◆ STORED DATA:
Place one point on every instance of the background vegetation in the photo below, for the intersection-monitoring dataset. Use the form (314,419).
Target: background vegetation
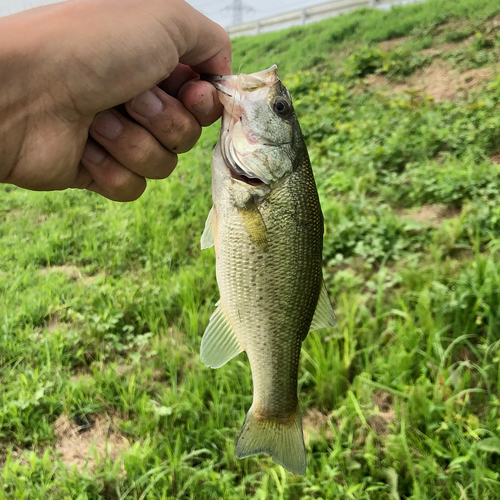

---

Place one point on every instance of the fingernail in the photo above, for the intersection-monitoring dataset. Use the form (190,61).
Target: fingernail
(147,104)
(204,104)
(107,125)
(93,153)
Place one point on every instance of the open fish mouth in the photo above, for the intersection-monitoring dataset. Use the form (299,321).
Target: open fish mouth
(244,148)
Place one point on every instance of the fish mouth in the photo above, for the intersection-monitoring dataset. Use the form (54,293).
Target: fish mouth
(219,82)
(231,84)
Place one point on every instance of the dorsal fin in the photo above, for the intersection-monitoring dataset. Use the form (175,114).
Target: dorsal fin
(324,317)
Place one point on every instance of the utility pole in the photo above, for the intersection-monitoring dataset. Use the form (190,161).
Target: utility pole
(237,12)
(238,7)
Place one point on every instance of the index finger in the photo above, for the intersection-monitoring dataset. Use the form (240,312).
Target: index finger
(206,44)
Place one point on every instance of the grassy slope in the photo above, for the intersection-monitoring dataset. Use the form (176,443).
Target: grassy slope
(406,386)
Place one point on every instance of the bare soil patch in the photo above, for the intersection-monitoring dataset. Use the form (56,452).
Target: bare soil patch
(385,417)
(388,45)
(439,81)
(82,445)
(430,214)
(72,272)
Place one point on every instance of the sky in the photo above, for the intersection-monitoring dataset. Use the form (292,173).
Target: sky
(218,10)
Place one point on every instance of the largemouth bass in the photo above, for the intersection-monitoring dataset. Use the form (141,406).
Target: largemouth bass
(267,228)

◆ WHAT TO DO: Output as a JSON list of strings everything in the records from the line containing "Place one point on every instance of the background" down to the line containing "Target: background vegetation", both lines included, with one string per line and any blank lines omitted.

◆ EXPECTED ANSWER:
[
  "Place one point on every instance of the background vegetation in the photo below, for the intersection-monitoring dataset. Use the form (314,419).",
  "Target: background vegetation"
]